§ Problem details: Your answer should be the records below, written out exactly.

§ Extracted information:
——————————

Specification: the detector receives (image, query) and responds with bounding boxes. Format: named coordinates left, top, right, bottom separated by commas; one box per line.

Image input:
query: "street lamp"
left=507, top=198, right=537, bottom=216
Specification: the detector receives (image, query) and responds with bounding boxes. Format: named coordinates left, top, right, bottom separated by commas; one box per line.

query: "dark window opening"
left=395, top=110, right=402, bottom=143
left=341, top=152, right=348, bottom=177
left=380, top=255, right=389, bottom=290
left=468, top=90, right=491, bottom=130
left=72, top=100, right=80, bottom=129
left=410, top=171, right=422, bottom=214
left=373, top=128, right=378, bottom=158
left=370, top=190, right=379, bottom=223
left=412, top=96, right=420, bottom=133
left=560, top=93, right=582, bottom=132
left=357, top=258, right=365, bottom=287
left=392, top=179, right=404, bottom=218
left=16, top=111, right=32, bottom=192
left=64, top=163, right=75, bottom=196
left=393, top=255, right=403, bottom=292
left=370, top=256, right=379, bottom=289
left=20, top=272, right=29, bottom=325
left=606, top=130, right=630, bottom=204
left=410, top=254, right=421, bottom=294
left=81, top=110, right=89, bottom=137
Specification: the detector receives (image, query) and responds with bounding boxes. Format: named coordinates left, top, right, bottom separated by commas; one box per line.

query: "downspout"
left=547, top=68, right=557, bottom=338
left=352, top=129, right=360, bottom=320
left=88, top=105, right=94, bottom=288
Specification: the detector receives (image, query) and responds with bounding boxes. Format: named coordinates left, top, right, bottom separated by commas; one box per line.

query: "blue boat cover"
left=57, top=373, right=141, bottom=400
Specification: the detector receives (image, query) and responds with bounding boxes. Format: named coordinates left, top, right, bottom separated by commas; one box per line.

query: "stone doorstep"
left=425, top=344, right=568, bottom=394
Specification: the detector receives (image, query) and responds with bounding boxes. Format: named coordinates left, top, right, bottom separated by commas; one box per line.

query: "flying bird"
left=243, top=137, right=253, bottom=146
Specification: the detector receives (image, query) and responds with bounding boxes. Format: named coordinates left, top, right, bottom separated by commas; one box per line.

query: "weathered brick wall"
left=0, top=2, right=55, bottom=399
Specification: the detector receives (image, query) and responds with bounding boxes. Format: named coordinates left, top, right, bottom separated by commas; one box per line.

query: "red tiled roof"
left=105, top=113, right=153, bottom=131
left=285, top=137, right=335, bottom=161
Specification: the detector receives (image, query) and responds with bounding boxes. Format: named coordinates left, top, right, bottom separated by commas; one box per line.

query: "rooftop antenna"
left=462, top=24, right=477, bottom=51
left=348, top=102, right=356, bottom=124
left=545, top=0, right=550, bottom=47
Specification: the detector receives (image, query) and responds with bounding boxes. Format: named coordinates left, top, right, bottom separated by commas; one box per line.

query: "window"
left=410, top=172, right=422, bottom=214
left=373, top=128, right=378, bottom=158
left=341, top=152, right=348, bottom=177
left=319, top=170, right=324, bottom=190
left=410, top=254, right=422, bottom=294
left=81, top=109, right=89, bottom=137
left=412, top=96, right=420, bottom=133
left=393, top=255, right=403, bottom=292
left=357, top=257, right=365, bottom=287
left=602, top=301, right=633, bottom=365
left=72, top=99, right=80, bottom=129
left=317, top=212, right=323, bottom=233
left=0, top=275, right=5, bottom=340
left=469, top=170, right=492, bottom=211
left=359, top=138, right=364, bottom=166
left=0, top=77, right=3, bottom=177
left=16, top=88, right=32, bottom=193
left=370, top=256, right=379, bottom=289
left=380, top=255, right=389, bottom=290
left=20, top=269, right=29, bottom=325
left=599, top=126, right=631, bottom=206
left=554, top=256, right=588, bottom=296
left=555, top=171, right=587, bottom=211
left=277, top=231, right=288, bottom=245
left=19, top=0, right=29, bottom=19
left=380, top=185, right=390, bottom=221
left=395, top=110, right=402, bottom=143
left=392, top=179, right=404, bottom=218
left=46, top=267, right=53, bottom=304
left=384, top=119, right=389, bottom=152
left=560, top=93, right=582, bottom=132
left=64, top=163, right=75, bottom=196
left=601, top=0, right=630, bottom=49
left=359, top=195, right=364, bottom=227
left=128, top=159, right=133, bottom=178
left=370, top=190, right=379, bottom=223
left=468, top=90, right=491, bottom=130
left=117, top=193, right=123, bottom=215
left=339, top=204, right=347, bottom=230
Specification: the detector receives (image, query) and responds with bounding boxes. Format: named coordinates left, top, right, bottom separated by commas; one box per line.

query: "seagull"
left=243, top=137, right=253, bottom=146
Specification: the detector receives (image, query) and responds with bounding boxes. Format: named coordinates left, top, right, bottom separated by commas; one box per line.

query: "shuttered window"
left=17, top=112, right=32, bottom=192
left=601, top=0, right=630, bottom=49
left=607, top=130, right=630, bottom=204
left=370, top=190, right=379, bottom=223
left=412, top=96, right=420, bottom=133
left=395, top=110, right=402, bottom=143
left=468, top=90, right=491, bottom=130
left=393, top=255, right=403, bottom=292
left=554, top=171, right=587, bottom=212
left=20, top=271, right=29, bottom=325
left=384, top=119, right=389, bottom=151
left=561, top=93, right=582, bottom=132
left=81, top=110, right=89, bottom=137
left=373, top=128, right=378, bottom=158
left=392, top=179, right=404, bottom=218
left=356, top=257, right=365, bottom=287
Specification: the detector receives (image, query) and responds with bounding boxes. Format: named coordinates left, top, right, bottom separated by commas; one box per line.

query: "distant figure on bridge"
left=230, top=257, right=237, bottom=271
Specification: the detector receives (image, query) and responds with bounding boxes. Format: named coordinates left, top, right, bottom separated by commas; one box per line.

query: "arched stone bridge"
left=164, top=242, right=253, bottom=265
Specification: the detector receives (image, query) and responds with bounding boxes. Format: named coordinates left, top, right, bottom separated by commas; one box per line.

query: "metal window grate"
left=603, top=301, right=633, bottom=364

——————————

§ Expected answer:
Specification: the detector receives (image, query) and responds with bounding boxes. Format: named coordinates left, top, right, bottom separated by commas; one box per line.

Image input:
query: "street lamp"
left=507, top=198, right=537, bottom=216
Specification: the detector receives (image, query) and responds with bounding boxes. Format: named coordinates left, top, right, bottom separated by commas; one box per line.

query: "dark window opening"
left=395, top=110, right=402, bottom=143
left=341, top=152, right=348, bottom=177
left=380, top=255, right=389, bottom=290
left=468, top=90, right=491, bottom=130
left=72, top=100, right=80, bottom=129
left=410, top=171, right=422, bottom=214
left=373, top=128, right=378, bottom=158
left=370, top=190, right=379, bottom=223
left=412, top=96, right=420, bottom=133
left=560, top=93, right=582, bottom=132
left=357, top=258, right=365, bottom=287
left=392, top=179, right=404, bottom=218
left=16, top=111, right=32, bottom=192
left=64, top=163, right=75, bottom=196
left=393, top=255, right=403, bottom=292
left=370, top=256, right=379, bottom=289
left=20, top=272, right=29, bottom=325
left=606, top=130, right=630, bottom=204
left=410, top=254, right=421, bottom=294
left=81, top=110, right=89, bottom=137
Specification: the detector receives (image, query) and responds with bounding boxes. Format: named coordinates left, top, right, bottom separated by commas; one box per line.

query: "downspout"
left=547, top=68, right=557, bottom=338
left=352, top=129, right=360, bottom=320
left=88, top=105, right=94, bottom=288
Specification: the detector receives (image, query) and responds with bounding boxes. Format: named coordinates left, top, right, bottom separated by commas; one box per line.

query: "blue boat cover"
left=57, top=373, right=141, bottom=400
Specification: the detector receives (image, query) and responds with bounding boxes. Format: named coordinates left, top, right, bottom separated by commas; one box per line.

query: "stone doorstep"
left=425, top=344, right=568, bottom=394
Specification: the detector receives (image, query) and responds with bounding boxes. Format: named coordinates left, top, right, bottom separated by commas; one box per line.

query: "flying bird"
left=243, top=137, right=253, bottom=146
Specification: the detector receives (image, query) and responds with bounding boxes. Format: named coordinates left, top, right, bottom separated by commas; one box per line.

query: "weathered brick wall"
left=0, top=2, right=55, bottom=399
Specification: the detector receives (image, query) and responds with bounding boxes. Format: named coordinates left, top, right, bottom separated by commas; one box per line.

query: "red tiled roof"
left=105, top=113, right=153, bottom=131
left=285, top=137, right=335, bottom=161
Specification: the detector receives (image, query) and responds with bounding boxes. Format: named coordinates left, top, right, bottom separated by commas; one box per line.

query: "rooftop antenna"
left=462, top=24, right=477, bottom=51
left=348, top=102, right=356, bottom=124
left=545, top=0, right=550, bottom=47
Specification: the detector receives (image, query) and responds with bounding boxes. Format: named coordinates left, top, right, bottom separated by commas; one box per line.

query: "window"
left=410, top=172, right=422, bottom=214
left=373, top=128, right=378, bottom=158
left=341, top=152, right=348, bottom=177
left=319, top=170, right=324, bottom=190
left=410, top=254, right=422, bottom=294
left=81, top=109, right=89, bottom=137
left=412, top=96, right=420, bottom=133
left=393, top=255, right=403, bottom=292
left=357, top=257, right=365, bottom=287
left=602, top=301, right=633, bottom=365
left=72, top=99, right=80, bottom=129
left=317, top=212, right=323, bottom=233
left=0, top=275, right=5, bottom=340
left=469, top=170, right=492, bottom=211
left=359, top=138, right=364, bottom=166
left=0, top=77, right=3, bottom=177
left=16, top=88, right=32, bottom=193
left=370, top=256, right=379, bottom=289
left=380, top=255, right=389, bottom=290
left=20, top=269, right=29, bottom=325
left=599, top=126, right=631, bottom=206
left=554, top=256, right=588, bottom=296
left=555, top=171, right=587, bottom=211
left=277, top=231, right=288, bottom=245
left=19, top=0, right=29, bottom=19
left=380, top=185, right=390, bottom=221
left=395, top=110, right=402, bottom=143
left=392, top=179, right=404, bottom=218
left=46, top=267, right=53, bottom=304
left=384, top=119, right=389, bottom=152
left=560, top=93, right=582, bottom=132
left=64, top=163, right=75, bottom=196
left=601, top=0, right=630, bottom=49
left=359, top=195, right=364, bottom=227
left=128, top=159, right=133, bottom=178
left=370, top=190, right=379, bottom=223
left=468, top=90, right=491, bottom=130
left=117, top=193, right=123, bottom=215
left=339, top=204, right=347, bottom=230
Specification: the detector receives (image, query) and responds with bounding boxes. Format: named coordinates left, top, right, bottom separated by commas; one box per line.

query: "seagull"
left=243, top=137, right=253, bottom=146
Specification: the detector receives (image, query) and responds with bounding boxes. Format: named coordinates left, top, right, bottom separated by commas; one box per line.

query: "shuttered window"
left=17, top=112, right=32, bottom=192
left=601, top=0, right=630, bottom=49
left=607, top=130, right=630, bottom=204
left=370, top=190, right=379, bottom=223
left=412, top=96, right=420, bottom=133
left=395, top=110, right=402, bottom=143
left=468, top=90, right=491, bottom=130
left=393, top=255, right=403, bottom=292
left=554, top=171, right=587, bottom=212
left=20, top=271, right=29, bottom=325
left=384, top=119, right=389, bottom=151
left=561, top=93, right=582, bottom=132
left=81, top=110, right=89, bottom=137
left=373, top=128, right=378, bottom=158
left=392, top=179, right=404, bottom=218
left=356, top=257, right=365, bottom=287
Specification: the detector receives (image, query) and responds with bounding boxes. Format: named coordinates left, top, right, bottom separated by commas; one box per line.

query: "distant figure on bridge"
left=230, top=257, right=237, bottom=271
Specification: the detector receives (image, query) and responds with bounding boxes. Format: named coordinates left, top, right, bottom separated by commas; one box per line.

query: "arched stone bridge"
left=164, top=242, right=253, bottom=265
Specification: the detector receives (image, query) and responds with bounding boxes. Format: named coordinates left, top, right, bottom separated by commas; one box per line.

query: "metal window grate"
left=603, top=301, right=633, bottom=364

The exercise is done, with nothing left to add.